Copy each of the following items word for word.

══ Input data ══

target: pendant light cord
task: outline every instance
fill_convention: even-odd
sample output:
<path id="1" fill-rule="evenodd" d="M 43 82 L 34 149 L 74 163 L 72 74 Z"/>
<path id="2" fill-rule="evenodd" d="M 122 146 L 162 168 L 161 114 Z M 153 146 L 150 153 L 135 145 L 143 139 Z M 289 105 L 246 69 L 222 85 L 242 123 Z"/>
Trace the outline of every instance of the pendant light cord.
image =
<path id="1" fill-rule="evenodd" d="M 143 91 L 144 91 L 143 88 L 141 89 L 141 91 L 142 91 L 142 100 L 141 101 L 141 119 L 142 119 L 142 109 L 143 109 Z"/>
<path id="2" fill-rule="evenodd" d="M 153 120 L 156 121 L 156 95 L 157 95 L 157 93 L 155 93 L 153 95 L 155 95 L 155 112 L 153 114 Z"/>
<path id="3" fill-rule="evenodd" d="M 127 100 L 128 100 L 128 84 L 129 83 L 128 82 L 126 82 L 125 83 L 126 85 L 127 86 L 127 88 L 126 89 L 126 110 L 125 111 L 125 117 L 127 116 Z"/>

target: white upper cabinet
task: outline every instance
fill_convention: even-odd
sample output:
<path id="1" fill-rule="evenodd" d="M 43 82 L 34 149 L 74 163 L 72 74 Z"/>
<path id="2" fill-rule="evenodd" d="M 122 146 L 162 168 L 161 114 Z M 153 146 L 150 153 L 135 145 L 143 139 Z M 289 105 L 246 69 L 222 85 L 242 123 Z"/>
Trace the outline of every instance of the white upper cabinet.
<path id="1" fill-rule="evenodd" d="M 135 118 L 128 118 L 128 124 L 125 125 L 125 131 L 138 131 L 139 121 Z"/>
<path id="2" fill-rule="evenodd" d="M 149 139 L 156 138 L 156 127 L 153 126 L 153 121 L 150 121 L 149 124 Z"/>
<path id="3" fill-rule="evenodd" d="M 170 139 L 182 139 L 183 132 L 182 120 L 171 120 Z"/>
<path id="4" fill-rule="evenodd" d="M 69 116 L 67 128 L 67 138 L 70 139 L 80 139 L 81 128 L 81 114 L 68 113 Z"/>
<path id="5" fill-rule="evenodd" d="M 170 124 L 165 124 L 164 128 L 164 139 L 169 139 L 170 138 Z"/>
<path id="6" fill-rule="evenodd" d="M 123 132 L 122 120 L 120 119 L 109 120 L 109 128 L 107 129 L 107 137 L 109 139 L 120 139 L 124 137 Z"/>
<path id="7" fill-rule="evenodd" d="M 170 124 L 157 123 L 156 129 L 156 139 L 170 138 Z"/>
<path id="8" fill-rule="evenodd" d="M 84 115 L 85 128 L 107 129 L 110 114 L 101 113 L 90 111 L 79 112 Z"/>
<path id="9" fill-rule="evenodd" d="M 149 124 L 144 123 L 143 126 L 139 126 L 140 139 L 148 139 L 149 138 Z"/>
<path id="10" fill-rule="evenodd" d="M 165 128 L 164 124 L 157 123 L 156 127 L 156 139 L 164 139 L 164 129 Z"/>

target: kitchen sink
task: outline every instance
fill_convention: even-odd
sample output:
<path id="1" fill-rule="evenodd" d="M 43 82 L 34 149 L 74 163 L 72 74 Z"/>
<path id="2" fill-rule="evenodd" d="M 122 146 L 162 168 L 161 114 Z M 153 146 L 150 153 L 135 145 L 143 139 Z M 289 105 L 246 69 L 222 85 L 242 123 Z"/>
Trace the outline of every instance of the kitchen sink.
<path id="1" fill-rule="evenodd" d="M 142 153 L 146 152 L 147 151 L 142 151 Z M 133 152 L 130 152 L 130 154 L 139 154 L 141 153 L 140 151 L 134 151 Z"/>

═══

Output below:
target: pendant light cord
task: outline every instance
fill_convention: even-odd
sample output:
<path id="1" fill-rule="evenodd" d="M 43 82 L 34 149 L 74 163 L 72 74 Z"/>
<path id="2" fill-rule="evenodd" d="M 122 146 L 162 168 L 161 114 Z M 153 146 L 150 153 L 135 145 L 143 139 Z M 289 105 L 246 69 L 222 85 L 242 123 Z"/>
Trace the outline of every instance of the pendant light cord.
image =
<path id="1" fill-rule="evenodd" d="M 143 91 L 144 91 L 143 88 L 141 89 L 141 91 L 142 91 L 142 100 L 141 101 L 141 119 L 142 119 L 142 109 L 143 109 Z"/>
<path id="2" fill-rule="evenodd" d="M 153 120 L 156 121 L 156 95 L 157 95 L 157 93 L 155 93 L 153 95 L 155 95 L 155 112 L 153 114 Z"/>
<path id="3" fill-rule="evenodd" d="M 127 100 L 128 100 L 128 84 L 129 83 L 128 82 L 126 82 L 125 83 L 126 85 L 127 86 L 127 88 L 126 89 L 126 110 L 125 111 L 125 117 L 127 116 Z"/>

target: white upper cabinet
task: outline every instance
fill_convention: even-odd
sample output:
<path id="1" fill-rule="evenodd" d="M 43 82 L 34 149 L 74 163 L 72 74 Z"/>
<path id="2" fill-rule="evenodd" d="M 122 146 L 162 168 L 161 114 Z M 153 146 L 150 153 L 135 145 L 143 139 Z M 289 105 L 246 69 L 222 85 L 242 123 Z"/>
Trace the outline of every instance of the white upper cabinet.
<path id="1" fill-rule="evenodd" d="M 135 118 L 128 118 L 128 124 L 125 125 L 125 131 L 138 131 L 139 121 Z"/>
<path id="2" fill-rule="evenodd" d="M 149 139 L 156 138 L 156 127 L 153 126 L 153 121 L 150 121 L 149 124 Z"/>
<path id="3" fill-rule="evenodd" d="M 170 139 L 182 139 L 183 132 L 182 120 L 171 120 Z"/>
<path id="4" fill-rule="evenodd" d="M 69 116 L 67 128 L 67 138 L 70 139 L 80 139 L 81 128 L 81 114 L 68 113 Z"/>
<path id="5" fill-rule="evenodd" d="M 170 124 L 165 124 L 164 128 L 164 139 L 169 139 L 170 138 Z"/>
<path id="6" fill-rule="evenodd" d="M 123 132 L 122 120 L 120 119 L 109 120 L 109 128 L 107 129 L 107 137 L 109 139 L 120 139 L 124 137 Z"/>
<path id="7" fill-rule="evenodd" d="M 170 124 L 157 123 L 156 129 L 156 139 L 170 138 Z"/>
<path id="8" fill-rule="evenodd" d="M 84 115 L 85 128 L 107 129 L 110 114 L 101 113 L 90 111 L 79 112 Z"/>
<path id="9" fill-rule="evenodd" d="M 149 124 L 144 123 L 143 126 L 139 126 L 140 139 L 148 139 L 149 138 Z"/>
<path id="10" fill-rule="evenodd" d="M 165 128 L 164 124 L 157 123 L 156 127 L 156 139 L 164 139 L 164 129 Z"/>

target: kitchen sink
task: outline every instance
fill_convention: even-odd
sample output:
<path id="1" fill-rule="evenodd" d="M 43 82 L 34 149 L 74 163 L 72 74 Z"/>
<path id="2" fill-rule="evenodd" d="M 122 146 L 162 168 L 161 114 Z M 153 146 L 150 153 L 135 145 L 143 139 Z M 289 105 L 246 69 L 222 85 L 242 123 Z"/>
Trace the outline of every instance of the kitchen sink.
<path id="1" fill-rule="evenodd" d="M 142 153 L 146 152 L 147 151 L 142 151 Z M 133 152 L 130 152 L 130 154 L 139 154 L 141 153 L 140 151 L 134 151 Z"/>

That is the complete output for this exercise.